*** Opening Extracted text ***

In December 2012, a pink-haired complex systems researcher named Brad Werner made his way through the throng of 24,000 earth and space scientists at the Fall Meeting of the American Geophysical Union, held annually in San Francisco.

Scene set…

But it was Werner’s own session that was attracting much of the buzz. It was titled “Is Earth F**ked?” (full title: “Is Earth F**ked? Dynamical Futility of Global Environmental Management and Possibilities for Sustainability via Direct Action Activism”).

Standing at the front of the conference room, the geophysicist from the University of California, San Diego walked the crowd through the advanced computer model he was using to answer that question. He talked about system boundaries, perturbations, dissipation, attractors, bifurcations and a whole bunch of other stuff largely incomprehensible to those of us uninitiated in complex systems theory. But the bottom line was clear enough: global capitalism has made the depletion of resources so rapid, convenient and barrier-free that “earth-human systems” are becoming dangerously unstable in response. When pressed by a journalist for a clear answer on the “are we f**ked” question, Werner set the jargon aside and replied, “More or less.”

*** Closing Extracted text ***

Task item A: Please find each line in the entries that contains the string "after" and copy those lines. The match must be case-sensitive.
None of these entries relate to the Werner passage.

*** Opening Data under study ***

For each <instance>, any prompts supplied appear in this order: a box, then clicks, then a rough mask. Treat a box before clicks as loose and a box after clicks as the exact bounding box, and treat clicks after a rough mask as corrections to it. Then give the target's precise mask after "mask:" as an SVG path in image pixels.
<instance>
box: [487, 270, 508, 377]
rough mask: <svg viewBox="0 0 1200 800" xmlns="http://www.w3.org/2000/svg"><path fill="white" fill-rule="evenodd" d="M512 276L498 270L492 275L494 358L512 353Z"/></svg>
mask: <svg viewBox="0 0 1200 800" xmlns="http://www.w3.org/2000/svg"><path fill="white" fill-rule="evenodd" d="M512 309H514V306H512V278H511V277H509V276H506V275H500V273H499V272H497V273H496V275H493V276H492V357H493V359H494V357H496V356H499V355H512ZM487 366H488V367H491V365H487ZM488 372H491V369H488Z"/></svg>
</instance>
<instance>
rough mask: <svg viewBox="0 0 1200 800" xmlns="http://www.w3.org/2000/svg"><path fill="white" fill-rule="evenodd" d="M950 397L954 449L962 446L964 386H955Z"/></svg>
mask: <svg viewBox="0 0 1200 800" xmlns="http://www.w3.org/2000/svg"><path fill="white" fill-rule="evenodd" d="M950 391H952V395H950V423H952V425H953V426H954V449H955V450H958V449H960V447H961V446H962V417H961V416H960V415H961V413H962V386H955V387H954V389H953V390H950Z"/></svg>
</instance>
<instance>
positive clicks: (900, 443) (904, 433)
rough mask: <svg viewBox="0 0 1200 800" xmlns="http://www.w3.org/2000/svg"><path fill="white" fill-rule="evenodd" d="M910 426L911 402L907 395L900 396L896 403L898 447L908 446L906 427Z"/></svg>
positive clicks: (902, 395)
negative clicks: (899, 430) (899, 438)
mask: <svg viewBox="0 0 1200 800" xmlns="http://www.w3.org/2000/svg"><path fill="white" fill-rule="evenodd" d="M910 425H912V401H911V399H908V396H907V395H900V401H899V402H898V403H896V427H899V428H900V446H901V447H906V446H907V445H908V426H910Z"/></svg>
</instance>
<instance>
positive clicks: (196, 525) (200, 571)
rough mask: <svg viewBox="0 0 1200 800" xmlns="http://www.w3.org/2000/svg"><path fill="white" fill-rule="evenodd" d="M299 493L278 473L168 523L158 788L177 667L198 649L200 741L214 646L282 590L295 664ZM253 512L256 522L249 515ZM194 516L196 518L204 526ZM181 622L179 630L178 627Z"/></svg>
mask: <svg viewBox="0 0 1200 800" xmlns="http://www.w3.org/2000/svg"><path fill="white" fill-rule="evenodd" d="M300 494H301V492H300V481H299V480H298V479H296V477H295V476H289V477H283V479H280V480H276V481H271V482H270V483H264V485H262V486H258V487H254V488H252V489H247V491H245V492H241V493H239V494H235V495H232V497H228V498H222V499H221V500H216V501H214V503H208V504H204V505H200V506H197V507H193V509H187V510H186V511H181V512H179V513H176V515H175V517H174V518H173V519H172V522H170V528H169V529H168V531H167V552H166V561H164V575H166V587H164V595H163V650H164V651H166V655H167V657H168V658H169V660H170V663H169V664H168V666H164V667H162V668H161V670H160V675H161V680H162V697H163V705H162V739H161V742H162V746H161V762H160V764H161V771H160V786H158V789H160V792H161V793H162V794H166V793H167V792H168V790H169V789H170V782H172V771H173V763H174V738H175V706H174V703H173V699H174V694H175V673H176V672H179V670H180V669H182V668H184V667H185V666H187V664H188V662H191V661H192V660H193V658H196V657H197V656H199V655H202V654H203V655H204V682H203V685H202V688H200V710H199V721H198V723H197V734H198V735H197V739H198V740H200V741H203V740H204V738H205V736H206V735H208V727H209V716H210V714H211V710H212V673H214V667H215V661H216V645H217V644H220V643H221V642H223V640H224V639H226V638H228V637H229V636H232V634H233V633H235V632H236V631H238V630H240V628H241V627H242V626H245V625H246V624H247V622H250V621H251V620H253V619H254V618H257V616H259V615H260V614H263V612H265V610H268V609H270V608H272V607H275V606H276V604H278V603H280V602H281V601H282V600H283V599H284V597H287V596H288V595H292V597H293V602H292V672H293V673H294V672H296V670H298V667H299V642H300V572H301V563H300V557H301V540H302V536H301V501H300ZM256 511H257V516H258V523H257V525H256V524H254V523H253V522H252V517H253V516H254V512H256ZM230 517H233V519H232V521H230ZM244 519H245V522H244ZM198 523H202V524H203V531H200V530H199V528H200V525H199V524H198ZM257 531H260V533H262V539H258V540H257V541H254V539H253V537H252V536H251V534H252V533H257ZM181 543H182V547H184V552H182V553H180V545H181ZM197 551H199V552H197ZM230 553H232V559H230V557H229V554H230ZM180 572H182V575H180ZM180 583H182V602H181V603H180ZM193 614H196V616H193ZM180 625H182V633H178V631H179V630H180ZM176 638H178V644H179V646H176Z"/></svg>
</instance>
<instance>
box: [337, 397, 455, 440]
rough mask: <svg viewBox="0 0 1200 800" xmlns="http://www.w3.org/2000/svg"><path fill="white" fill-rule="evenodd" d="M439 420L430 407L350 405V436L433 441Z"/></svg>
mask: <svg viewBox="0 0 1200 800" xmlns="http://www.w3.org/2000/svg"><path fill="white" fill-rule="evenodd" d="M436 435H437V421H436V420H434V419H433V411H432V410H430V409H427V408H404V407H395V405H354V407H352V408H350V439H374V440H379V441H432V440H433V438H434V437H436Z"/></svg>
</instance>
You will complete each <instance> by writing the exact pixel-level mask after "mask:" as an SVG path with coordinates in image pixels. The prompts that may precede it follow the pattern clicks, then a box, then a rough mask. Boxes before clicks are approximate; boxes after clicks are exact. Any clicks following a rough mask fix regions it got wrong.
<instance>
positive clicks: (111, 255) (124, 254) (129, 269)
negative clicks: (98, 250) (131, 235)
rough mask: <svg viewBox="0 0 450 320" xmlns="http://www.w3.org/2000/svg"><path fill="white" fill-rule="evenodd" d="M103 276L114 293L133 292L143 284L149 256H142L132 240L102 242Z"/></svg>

*** Closing Data under study ***

Task item B: From the Werner passage, extract the text starting with "In December 2012, a" and going on through "in San Francisco.".

Exercise output A:
For each <instance>, any prompts supplied appear in this order: a box, then clicks, then a rough mask. Treat a box before clicks as loose and a box after clicks as the exact bounding box, and treat clicks after a rough mask as corrections to it. Then give the target's precise mask after "mask:" as an SVG path in image pixels.
You will complete each <instance> by writing the exact pixel-level mask after "mask:" as an SVG path with coordinates in image pixels. The prompts that may precede it follow the pattern clicks, then a box, then a rough mask. Boxes before clicks are approximate; boxes after clicks are exact. Any clicks following a rough mask fix regions it got wrong.

Exercise output B:
In December 2012, a pink-haired complex systems researcher named Brad Werner made his way through the throng of 24,000 earth and space scientists at the Fall Meeting of the American Geophysical Union, held annually in San Francisco.